[Exercise data]:
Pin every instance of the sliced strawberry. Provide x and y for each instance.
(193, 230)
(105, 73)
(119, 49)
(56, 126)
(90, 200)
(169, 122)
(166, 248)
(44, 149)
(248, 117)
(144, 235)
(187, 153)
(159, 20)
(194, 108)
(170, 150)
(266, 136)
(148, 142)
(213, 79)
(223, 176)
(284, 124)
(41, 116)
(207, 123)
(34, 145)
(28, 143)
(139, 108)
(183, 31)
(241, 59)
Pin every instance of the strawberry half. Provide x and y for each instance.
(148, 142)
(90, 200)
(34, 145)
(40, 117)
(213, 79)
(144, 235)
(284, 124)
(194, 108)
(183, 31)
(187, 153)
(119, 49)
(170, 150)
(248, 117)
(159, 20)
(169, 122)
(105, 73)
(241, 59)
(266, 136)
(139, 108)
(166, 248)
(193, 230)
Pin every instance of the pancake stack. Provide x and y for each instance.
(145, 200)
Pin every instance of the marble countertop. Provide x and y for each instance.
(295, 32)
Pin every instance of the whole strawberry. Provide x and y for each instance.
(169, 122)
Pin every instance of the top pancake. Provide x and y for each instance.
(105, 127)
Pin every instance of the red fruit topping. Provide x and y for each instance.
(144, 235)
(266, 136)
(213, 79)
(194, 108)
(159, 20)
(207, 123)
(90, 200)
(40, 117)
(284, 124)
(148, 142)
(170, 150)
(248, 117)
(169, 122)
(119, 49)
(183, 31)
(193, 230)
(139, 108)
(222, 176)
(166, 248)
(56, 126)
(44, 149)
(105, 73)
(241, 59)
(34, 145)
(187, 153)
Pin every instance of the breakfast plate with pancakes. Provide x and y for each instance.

[What the task asks]: Could you set out all of the entries above as a numbered list, leaving out any blank lines?

[Result]:
1. Pin every instance of the sliced strawberry. Provide x and y for each instance.
2. (193, 230)
3. (105, 73)
4. (119, 49)
5. (56, 126)
6. (90, 200)
7. (169, 122)
8. (166, 248)
9. (44, 149)
10. (248, 117)
11. (144, 235)
12. (187, 153)
13. (159, 20)
14. (194, 108)
15. (170, 150)
16. (266, 136)
17. (148, 142)
18. (213, 79)
19. (223, 176)
20. (284, 124)
21. (41, 116)
22. (207, 123)
23. (34, 145)
24. (28, 143)
25. (139, 108)
26. (183, 31)
27. (241, 59)
28. Pin every instance of the strawberry half. Provide x and y for each instance.
29. (148, 142)
30. (90, 200)
31. (34, 145)
32. (40, 117)
33. (213, 79)
34. (144, 235)
35. (284, 124)
36. (194, 108)
37. (183, 31)
38. (187, 153)
39. (119, 49)
40. (170, 150)
41. (248, 117)
42. (159, 20)
43. (169, 122)
44. (105, 73)
45. (241, 59)
46. (266, 136)
47. (139, 108)
48. (166, 248)
49. (193, 230)
50. Pin every instance of the pancake stack. Provide x and y for each instance.
51. (145, 200)
52. Pin every instance of the marble countertop. Provide x and y for each instance.
53. (295, 32)
54. Pin every instance of the whole strawberry. Provide x and y for each instance.
55. (169, 122)
56. Pin every instance of the top pancake. Provide x and y for each instance.
57. (105, 127)
58. Pin every instance of the red fruit topping. Provide x and y for each instance.
59. (144, 235)
60. (266, 136)
61. (213, 79)
62. (194, 108)
63. (159, 20)
64. (207, 123)
65. (90, 200)
66. (40, 117)
67. (284, 124)
68. (148, 142)
69. (170, 150)
70. (248, 117)
71. (169, 122)
72. (119, 49)
73. (183, 31)
74. (193, 230)
75. (139, 108)
76. (222, 176)
77. (166, 248)
78. (56, 126)
79. (44, 149)
80. (105, 73)
81. (241, 59)
82. (34, 145)
83. (187, 153)
84. Pin every instance of the breakfast plate with pancakes. Provide x and y for each instance.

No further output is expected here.